> WRITTEN TASK:
Render as a numbered list, omitting blank lines, everything from the line containing "Can you find the green vegetation?" down to the line containing "[[206, 125], [4, 87]]", both included.

> THE DATA:

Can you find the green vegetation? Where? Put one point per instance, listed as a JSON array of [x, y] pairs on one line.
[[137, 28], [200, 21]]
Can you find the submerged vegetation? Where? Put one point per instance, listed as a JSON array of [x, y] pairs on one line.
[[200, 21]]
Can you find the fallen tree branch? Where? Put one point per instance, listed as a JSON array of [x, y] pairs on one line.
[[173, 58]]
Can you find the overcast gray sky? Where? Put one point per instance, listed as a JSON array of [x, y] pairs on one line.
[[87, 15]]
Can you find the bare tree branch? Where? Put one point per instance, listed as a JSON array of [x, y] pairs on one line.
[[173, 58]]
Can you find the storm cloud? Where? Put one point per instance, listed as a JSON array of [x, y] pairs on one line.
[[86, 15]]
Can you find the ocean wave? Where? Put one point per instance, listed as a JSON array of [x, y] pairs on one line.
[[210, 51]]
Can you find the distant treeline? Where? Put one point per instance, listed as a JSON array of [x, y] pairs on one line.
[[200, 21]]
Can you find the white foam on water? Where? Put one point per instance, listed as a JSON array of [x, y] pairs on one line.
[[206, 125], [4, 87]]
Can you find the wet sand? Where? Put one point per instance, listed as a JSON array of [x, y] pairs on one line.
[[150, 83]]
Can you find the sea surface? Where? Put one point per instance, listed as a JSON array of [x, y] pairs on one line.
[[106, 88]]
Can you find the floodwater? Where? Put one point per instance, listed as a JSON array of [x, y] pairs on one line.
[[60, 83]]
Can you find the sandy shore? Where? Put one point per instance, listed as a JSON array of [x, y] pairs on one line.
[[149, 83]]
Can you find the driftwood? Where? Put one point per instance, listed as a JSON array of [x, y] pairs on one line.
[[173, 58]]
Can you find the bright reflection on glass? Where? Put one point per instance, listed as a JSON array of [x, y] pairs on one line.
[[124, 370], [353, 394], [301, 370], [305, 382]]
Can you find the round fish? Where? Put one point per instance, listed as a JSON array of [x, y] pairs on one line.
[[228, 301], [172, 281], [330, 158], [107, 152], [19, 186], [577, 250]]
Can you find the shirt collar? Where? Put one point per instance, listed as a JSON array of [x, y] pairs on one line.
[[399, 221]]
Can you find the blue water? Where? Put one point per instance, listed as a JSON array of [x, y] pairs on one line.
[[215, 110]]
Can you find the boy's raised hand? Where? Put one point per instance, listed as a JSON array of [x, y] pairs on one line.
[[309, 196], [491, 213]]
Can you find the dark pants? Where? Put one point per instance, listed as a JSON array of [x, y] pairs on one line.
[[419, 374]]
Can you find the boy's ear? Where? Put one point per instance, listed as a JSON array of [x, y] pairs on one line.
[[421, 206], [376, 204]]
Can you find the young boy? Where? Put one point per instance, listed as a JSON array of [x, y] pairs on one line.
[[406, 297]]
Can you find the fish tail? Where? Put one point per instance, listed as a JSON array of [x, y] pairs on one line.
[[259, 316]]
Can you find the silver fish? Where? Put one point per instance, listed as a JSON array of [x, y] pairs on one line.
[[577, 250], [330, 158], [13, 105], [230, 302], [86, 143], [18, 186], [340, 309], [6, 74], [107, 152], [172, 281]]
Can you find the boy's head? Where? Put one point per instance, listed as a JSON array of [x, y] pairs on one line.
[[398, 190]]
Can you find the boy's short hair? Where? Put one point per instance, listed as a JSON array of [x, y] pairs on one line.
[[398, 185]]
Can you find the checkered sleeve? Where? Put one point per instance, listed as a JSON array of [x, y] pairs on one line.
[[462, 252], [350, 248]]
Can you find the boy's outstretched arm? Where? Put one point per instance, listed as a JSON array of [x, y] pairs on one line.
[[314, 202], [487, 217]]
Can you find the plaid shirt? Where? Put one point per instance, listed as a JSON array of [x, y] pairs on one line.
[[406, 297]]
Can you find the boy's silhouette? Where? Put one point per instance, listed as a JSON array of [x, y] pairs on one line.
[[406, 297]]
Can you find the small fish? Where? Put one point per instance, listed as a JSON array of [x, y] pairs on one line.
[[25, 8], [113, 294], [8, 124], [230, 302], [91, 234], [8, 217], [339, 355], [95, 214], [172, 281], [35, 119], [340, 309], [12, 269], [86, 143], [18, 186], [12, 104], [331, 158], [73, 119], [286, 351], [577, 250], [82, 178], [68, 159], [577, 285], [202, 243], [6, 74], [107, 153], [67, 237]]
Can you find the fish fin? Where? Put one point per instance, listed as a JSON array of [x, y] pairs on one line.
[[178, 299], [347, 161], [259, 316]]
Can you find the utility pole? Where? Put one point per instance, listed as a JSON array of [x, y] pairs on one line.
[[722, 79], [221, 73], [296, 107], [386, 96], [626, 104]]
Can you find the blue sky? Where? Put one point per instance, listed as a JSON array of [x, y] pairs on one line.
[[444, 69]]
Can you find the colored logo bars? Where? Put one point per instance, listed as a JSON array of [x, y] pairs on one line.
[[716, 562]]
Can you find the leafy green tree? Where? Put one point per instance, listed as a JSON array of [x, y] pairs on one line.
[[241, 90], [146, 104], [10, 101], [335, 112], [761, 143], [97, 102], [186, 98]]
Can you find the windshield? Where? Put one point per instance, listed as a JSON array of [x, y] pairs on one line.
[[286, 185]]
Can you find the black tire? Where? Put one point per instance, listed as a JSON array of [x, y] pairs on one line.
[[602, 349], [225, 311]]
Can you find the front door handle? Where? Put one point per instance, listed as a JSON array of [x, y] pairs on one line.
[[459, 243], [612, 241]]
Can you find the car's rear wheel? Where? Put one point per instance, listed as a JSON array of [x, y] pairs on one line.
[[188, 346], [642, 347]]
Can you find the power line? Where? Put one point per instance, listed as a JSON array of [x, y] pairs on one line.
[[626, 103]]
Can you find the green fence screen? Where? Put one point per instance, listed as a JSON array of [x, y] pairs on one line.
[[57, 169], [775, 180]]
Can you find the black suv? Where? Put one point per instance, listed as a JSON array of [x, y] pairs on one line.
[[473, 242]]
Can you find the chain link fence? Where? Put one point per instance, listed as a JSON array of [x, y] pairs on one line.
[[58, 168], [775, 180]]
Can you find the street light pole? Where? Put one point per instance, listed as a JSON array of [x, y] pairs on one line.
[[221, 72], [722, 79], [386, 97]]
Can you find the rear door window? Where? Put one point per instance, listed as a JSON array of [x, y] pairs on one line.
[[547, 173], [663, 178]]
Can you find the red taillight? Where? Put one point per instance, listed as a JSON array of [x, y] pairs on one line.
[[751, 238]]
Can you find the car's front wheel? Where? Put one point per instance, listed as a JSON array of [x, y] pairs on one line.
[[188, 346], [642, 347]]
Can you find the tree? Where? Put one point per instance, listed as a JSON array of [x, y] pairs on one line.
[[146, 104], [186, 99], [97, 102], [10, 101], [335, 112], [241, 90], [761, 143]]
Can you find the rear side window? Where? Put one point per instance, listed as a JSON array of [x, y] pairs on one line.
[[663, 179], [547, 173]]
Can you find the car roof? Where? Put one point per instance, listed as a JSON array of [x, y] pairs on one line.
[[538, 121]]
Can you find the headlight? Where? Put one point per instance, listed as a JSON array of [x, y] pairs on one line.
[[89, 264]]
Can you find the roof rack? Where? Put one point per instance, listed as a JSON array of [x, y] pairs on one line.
* * *
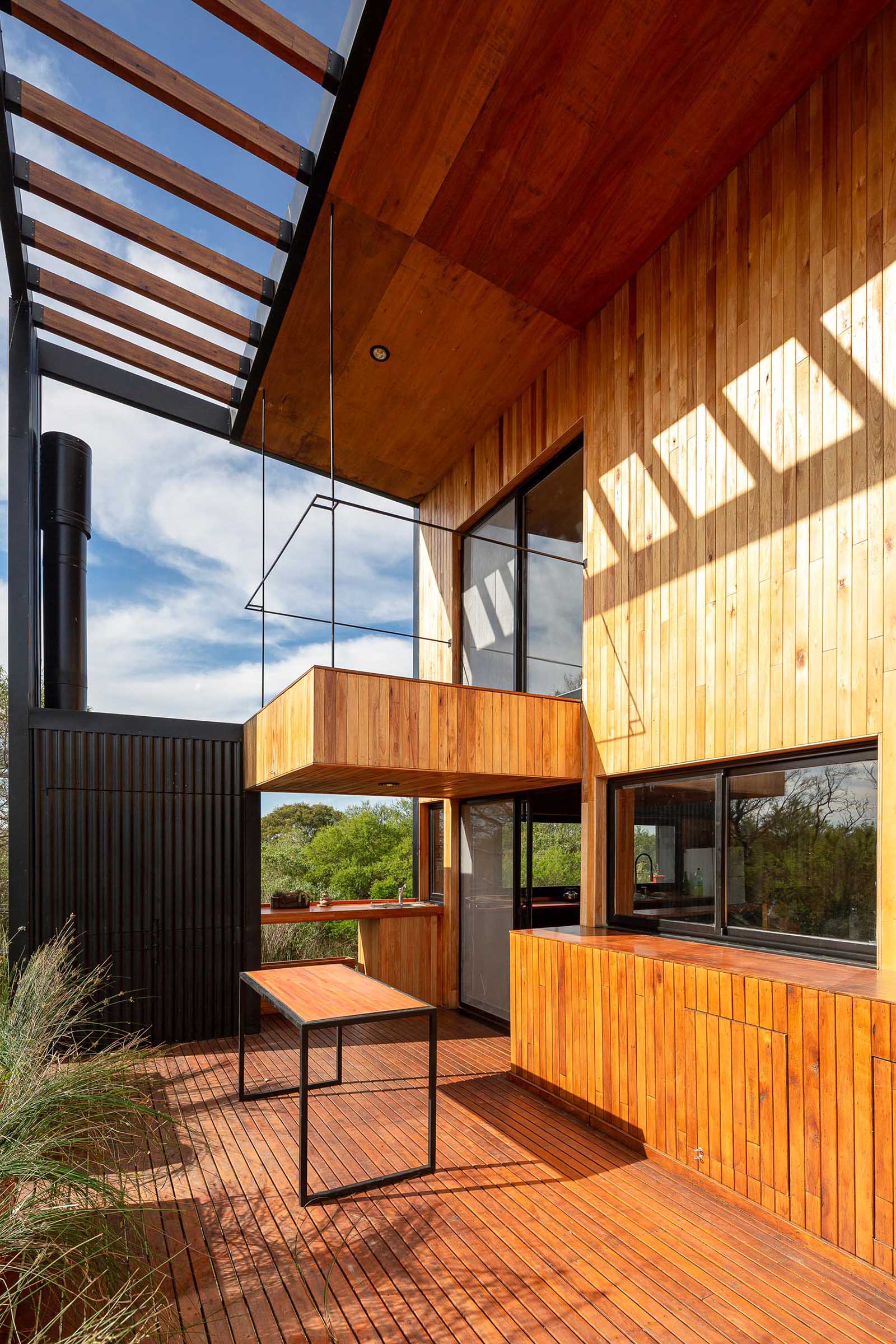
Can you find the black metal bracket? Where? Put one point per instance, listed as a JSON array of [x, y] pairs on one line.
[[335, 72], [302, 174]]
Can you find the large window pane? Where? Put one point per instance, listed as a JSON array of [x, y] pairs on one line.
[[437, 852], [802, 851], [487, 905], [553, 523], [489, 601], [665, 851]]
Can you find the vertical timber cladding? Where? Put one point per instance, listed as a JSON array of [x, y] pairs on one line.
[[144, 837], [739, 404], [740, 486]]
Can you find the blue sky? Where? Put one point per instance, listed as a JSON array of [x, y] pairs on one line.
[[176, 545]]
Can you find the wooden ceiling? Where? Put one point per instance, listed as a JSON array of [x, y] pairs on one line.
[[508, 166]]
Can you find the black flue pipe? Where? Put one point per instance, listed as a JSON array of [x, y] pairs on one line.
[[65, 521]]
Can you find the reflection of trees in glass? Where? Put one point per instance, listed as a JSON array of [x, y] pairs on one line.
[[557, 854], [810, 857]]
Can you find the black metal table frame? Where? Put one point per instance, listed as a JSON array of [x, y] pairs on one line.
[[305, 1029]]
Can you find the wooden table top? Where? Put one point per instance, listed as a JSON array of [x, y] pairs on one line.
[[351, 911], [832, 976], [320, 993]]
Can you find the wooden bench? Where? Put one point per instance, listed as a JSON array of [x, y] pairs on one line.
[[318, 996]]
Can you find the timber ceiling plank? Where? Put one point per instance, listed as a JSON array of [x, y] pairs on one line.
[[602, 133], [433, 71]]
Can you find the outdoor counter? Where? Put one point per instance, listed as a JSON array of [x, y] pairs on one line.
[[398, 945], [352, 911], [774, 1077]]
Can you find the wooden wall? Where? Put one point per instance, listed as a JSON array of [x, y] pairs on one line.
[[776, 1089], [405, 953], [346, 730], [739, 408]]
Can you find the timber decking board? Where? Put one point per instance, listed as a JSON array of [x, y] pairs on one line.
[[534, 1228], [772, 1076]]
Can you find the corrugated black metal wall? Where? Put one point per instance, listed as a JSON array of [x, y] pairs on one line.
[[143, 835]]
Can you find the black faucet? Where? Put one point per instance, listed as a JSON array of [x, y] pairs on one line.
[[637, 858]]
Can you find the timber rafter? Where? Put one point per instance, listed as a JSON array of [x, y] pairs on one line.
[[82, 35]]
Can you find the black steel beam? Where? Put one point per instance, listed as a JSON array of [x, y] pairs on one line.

> REPLY:
1. Can you find the green vegetation? Where? Put one point per instance, listed as a JSON array of [x, y] pairs on one line.
2. [[137, 28], [200, 21]]
3. Can you find the submerged vegetation? Where? Put one point per instance, listed as a JSON array of [x, y] pairs on one line.
4. [[200, 21]]
5. Can you find the fallen tree branch? Where? Put one point per instance, listed as a JSON array of [x, y] pairs on one line.
6. [[173, 58]]
7. Can you find the overcast gray sky? Where? Put one point per instance, listed as a JSON array of [x, y] pairs on one line.
8. [[87, 15]]
9. Can you find the bare tree branch? Where? Put one point per instance, listed as a JSON array of [x, y] pairs on one line.
10. [[173, 58]]
11. Can you find the storm cloud? Where? Put one point per instance, listed as a JSON array of [x, y] pairs on one line.
12. [[86, 15]]
13. Can you find the ocean wave? Where? Put one point per instance, listed as a JSON array of [x, y] pairs on one line.
14. [[210, 51]]
15. Can you find the distant treeline? Where? Put one point per instance, listed as a JSON array of [x, y] pairs on one line.
16. [[200, 21]]
17. Can you find the white foam on water? Where? Put one point per instance, listed as a JSON array of [x, y] pairs on one line.
18. [[206, 125], [4, 87]]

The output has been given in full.